Texto proporcionado ->
######
María es risueña, alegre y de fuerte carácter. Tiene 15 años y ya ha inspirado un cómic. Su padre, el dibujante Miguel Gallardo, llevó su vida al papel, corrigiendo así muchos tópicos sobre el autismo. Ahora, Ambos protagonizan un documental. Compartir un día con ellos es toda una lección... para todos los padres.
A María le gusta contar arena, que la aplaudan cuando hace algo bien; también le gusta la bruja de Blancanieves, comer espaguetis, las fiestas con mucha gente, cantar bajito, pellizcar por sorpresa y hacer listas, cuanto más largas, mejor.
A María no le gusta esperar ni subir a los coches. No le gustan las escaleras, que la achuchen fuerte ni que el agua de la ducha esté fría. Tampoco caminar por casa sin calcetines.» Miguel Gallardo, de profesión ilustrador y dibujante de historietas, habla de su hija, una niña de quince años con autismo, y su rostro se ilumina. Su voz suena serena, orgullosa, mientras repasa los gustos y las fobias de María.
Su hija es la persona más importante de su vida, tanto que, sin premeditación ni alevosía, acabó por convertirla en protagonista de un cómic, María y yo. En él explica con sencillez, ternura y sentido del humor cómo es la vida de su hija y su relación con ella. «Muchos padres de niños como María me escribieron para decirme que se sentían retratados –recuerda Miguel–; agradecidos, además, por relajarse y reírse un rato.»
######
Entradas proporcionadas ->
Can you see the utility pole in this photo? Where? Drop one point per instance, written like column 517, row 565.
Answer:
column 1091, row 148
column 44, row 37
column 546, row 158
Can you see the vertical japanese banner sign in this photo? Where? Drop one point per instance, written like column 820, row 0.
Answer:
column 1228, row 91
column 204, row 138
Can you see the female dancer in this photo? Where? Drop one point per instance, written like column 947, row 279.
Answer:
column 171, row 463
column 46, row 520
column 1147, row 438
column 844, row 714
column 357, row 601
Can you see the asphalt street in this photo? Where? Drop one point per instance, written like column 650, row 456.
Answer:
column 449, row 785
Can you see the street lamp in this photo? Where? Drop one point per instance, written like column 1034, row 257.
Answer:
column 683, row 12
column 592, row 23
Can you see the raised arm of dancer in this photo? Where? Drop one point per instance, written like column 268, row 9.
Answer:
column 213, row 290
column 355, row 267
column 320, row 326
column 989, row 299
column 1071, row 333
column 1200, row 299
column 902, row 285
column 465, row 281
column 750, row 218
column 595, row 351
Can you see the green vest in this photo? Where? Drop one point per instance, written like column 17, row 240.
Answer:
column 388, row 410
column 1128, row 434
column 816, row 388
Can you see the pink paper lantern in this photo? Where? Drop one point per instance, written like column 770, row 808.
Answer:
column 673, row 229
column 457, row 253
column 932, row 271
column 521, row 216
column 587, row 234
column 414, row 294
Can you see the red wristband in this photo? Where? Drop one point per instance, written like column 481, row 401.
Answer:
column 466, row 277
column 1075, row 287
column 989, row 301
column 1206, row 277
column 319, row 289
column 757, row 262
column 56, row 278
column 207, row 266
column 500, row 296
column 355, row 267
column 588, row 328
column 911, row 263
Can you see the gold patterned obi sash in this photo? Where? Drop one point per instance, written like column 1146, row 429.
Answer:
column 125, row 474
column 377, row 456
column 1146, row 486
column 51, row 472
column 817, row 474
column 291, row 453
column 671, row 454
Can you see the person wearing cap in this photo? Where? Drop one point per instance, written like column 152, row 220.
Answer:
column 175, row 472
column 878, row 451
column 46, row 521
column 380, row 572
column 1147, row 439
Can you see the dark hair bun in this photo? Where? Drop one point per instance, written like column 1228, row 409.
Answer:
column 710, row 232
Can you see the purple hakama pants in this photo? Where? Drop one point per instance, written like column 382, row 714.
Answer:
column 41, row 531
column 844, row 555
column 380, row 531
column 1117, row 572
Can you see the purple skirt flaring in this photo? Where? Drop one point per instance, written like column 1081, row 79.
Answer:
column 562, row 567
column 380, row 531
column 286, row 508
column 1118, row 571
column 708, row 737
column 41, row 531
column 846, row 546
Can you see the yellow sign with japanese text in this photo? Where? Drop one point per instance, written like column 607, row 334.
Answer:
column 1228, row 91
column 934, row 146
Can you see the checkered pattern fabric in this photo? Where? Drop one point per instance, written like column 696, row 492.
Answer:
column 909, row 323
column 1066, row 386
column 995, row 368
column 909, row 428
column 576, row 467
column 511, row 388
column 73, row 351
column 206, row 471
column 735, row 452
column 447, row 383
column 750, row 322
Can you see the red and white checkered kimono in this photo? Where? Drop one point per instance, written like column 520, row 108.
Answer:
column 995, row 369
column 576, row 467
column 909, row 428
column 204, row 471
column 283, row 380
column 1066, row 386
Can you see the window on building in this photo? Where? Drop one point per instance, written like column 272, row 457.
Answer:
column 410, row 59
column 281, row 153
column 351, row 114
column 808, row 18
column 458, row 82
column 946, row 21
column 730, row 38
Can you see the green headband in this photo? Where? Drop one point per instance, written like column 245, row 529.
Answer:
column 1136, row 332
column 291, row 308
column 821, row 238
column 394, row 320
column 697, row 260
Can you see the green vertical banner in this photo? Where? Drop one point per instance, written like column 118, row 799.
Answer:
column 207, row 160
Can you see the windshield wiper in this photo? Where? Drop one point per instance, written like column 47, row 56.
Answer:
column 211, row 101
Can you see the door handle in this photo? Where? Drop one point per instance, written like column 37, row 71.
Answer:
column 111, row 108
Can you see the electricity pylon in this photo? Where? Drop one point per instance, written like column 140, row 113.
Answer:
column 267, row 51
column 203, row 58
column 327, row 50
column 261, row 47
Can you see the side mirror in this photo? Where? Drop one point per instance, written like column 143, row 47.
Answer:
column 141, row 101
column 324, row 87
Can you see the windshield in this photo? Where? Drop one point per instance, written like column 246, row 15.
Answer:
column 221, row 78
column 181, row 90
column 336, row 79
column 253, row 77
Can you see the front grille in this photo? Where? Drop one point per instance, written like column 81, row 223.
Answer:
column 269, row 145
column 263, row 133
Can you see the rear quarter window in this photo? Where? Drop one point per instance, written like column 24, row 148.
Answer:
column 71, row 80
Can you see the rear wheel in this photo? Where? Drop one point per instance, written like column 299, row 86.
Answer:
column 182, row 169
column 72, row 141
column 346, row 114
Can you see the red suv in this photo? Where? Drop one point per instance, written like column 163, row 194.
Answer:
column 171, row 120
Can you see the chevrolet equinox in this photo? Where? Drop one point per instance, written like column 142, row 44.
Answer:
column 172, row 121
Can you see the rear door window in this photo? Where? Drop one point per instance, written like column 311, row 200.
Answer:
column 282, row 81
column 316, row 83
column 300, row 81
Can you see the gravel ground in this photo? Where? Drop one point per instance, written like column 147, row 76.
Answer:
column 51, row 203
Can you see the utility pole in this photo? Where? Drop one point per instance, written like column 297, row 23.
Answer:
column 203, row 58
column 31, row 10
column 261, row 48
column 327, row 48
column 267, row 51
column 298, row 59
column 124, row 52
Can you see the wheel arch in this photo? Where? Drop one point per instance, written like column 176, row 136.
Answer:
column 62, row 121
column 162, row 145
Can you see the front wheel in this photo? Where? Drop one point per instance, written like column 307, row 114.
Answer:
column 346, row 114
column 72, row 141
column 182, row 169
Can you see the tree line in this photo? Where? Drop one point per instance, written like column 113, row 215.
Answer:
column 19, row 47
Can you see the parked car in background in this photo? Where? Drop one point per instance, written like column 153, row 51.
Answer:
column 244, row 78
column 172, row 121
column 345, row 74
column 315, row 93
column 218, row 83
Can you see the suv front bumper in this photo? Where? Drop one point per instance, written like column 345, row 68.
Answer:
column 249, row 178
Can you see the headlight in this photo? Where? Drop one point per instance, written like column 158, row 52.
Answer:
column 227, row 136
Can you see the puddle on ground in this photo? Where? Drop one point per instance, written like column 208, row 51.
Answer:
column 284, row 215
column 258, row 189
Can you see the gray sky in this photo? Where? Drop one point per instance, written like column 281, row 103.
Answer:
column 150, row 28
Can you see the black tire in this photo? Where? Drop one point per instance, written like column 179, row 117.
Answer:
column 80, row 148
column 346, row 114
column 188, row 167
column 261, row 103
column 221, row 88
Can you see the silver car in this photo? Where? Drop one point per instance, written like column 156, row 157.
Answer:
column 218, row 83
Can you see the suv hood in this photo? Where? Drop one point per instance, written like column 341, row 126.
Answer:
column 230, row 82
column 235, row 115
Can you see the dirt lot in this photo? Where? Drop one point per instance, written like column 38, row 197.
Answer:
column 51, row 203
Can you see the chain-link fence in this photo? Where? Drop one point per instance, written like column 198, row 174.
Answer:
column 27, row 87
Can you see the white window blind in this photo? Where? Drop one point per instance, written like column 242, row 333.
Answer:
######
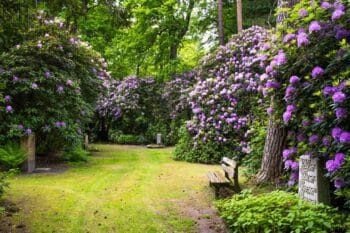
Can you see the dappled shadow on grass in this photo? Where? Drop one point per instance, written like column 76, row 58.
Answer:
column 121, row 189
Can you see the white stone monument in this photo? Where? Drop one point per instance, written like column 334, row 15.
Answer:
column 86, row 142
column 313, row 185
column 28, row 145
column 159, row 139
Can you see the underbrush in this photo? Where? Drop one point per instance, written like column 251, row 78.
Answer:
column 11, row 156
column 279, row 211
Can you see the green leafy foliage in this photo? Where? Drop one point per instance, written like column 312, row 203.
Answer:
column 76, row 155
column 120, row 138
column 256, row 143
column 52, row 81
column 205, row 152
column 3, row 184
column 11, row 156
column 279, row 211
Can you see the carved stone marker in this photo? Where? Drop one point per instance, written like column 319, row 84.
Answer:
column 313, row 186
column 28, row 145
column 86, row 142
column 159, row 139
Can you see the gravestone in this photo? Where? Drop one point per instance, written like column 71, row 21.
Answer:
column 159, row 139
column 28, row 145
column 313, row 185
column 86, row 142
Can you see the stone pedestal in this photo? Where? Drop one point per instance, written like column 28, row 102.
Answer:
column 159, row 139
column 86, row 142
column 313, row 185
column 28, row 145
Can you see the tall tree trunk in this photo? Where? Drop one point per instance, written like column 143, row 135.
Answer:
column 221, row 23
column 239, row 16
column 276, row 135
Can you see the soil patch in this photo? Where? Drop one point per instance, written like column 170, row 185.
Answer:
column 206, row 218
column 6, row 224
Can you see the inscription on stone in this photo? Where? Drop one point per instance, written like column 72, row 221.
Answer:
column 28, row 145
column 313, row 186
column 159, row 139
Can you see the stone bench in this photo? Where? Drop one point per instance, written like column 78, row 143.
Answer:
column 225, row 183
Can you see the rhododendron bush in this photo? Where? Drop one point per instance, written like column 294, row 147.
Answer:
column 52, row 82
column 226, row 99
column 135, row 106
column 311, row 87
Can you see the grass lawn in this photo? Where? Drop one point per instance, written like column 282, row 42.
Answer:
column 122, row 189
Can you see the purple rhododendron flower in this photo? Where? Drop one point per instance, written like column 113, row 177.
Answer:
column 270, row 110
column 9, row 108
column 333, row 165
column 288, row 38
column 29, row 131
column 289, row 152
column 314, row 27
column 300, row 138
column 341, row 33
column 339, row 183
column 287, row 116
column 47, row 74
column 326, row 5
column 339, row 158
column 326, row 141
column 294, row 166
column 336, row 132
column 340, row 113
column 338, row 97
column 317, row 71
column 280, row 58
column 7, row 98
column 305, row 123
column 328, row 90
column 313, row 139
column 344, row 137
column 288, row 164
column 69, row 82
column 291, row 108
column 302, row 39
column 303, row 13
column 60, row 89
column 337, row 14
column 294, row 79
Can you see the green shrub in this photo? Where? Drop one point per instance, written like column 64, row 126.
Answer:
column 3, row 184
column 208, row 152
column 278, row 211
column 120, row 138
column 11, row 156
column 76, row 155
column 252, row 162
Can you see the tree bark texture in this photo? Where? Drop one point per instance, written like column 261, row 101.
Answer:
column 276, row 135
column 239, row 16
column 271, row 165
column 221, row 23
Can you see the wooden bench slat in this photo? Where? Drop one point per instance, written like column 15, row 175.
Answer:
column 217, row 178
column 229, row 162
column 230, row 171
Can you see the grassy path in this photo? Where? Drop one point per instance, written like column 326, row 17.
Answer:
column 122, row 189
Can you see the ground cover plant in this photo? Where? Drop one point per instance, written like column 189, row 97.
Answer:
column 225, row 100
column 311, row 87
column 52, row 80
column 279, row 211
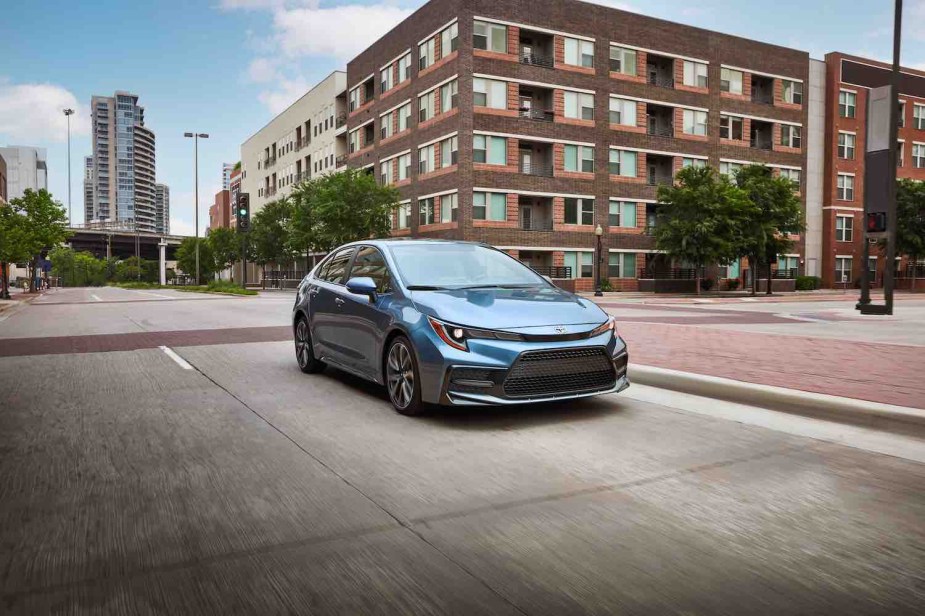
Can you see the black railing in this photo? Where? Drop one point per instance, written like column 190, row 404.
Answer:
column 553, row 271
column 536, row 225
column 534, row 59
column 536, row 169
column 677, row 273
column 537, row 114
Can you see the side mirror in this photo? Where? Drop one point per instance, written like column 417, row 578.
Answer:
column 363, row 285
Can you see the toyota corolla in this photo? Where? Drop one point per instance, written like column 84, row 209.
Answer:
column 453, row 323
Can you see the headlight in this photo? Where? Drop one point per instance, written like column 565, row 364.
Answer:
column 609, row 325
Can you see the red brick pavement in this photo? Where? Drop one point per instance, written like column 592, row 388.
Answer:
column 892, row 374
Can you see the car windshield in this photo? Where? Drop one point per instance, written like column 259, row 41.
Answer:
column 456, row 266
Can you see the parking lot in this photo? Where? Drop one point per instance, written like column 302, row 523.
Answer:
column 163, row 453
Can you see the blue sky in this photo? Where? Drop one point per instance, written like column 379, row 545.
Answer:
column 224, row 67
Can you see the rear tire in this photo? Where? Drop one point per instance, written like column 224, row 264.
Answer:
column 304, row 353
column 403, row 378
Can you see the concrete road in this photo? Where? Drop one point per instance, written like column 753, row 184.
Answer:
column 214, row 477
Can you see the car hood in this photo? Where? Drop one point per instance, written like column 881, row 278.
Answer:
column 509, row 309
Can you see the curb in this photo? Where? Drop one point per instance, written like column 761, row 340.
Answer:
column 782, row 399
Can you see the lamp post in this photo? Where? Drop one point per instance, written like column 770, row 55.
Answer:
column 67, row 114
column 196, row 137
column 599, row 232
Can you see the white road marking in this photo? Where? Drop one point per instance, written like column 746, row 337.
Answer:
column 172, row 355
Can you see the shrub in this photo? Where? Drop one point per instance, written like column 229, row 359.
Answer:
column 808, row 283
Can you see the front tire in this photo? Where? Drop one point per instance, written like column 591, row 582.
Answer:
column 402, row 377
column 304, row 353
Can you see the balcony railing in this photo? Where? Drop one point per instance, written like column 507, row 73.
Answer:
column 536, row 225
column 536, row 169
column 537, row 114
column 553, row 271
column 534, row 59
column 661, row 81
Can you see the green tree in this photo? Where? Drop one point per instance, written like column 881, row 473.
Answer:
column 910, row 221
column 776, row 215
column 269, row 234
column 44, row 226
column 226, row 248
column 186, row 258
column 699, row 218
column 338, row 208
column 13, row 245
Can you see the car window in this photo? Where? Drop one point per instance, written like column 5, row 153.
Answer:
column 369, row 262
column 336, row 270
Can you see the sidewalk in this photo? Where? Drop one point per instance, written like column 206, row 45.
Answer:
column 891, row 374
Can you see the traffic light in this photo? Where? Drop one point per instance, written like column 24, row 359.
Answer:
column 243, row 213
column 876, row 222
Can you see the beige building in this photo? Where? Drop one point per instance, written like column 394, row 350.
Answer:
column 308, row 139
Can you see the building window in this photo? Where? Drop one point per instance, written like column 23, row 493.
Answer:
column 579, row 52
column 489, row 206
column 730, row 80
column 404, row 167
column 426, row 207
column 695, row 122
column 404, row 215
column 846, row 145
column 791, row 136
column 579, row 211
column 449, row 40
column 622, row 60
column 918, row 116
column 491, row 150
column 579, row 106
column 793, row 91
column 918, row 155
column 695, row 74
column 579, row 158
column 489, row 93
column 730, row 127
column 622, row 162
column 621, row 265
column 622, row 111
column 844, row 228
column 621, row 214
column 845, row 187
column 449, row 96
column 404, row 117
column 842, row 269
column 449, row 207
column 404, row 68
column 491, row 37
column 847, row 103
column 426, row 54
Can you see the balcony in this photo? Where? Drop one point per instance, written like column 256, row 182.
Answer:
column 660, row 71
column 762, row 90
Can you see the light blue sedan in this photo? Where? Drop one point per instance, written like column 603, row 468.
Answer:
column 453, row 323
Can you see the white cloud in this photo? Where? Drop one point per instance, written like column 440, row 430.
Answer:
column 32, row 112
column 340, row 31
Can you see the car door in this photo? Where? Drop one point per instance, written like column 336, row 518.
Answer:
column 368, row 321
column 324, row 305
######
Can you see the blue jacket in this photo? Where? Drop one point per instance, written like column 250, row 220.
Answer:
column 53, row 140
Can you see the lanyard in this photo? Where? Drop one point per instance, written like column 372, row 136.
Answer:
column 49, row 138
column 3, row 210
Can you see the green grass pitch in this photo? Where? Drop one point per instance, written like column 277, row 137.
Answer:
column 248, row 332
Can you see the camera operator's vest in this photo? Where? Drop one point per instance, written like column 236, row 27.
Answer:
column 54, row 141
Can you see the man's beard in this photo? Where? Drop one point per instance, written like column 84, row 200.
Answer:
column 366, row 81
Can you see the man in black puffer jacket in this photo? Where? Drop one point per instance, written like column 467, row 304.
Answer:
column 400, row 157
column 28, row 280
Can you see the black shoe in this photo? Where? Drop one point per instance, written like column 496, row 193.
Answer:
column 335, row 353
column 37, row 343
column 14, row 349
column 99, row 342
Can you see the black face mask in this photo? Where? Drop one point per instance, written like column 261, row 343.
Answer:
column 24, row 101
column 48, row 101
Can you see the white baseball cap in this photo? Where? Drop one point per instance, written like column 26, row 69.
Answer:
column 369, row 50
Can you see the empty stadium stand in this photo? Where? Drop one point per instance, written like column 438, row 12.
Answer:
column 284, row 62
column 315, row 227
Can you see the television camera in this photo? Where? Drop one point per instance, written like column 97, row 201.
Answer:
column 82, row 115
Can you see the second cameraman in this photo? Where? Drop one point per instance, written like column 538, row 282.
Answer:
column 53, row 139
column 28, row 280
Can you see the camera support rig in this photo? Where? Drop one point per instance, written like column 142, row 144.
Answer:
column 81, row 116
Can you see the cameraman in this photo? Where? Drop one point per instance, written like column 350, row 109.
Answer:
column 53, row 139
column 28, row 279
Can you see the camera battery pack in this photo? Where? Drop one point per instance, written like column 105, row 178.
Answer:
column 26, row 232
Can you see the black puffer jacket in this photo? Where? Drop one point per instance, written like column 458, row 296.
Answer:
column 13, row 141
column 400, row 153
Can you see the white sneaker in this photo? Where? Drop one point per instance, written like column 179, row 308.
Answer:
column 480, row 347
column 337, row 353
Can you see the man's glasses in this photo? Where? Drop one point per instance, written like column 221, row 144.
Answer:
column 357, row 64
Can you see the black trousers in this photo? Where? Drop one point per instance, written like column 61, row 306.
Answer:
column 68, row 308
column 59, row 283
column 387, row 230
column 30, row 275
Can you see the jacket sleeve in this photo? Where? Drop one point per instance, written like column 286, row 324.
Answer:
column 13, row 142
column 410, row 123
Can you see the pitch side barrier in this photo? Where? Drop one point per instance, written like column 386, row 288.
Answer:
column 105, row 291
######
Instrucción de trabajo 1 ->
Enumera todas las cosas que, según el texto sobre María, a ella no le gustan.
Instrucción de trabajo 2 ->
Actualiza el tramo del texto sobre María que va desde "A María no le" hasta "fobias de María.", cambiando "serena" por "tranquila".
Las entradas no tienen ninguna relación con el texto sobre María.

Tu solución 1 ->
- Esperar
- Subir a los coches
- Las escaleras
- Que la achuchen fuerte
- Que el agua de la ducha esté fría
- Caminar por casa sin calcetines

Tu solución 2 ->
A María no le gusta esperar ni subir a los coches. No le gustan las escaleras, que la achuchen fuerte ni que el agua de la ducha esté fría. Tampoco caminar por casa sin calcetines.» Miguel Gallardo, de profesión ilustrador y dibujante de historietas, habla de su hija, una niña de quince años con autismo, y su rostro se ilumina. Su voz suena tranquila, orgullosa, mientras repasa los gustos y las fobias de María.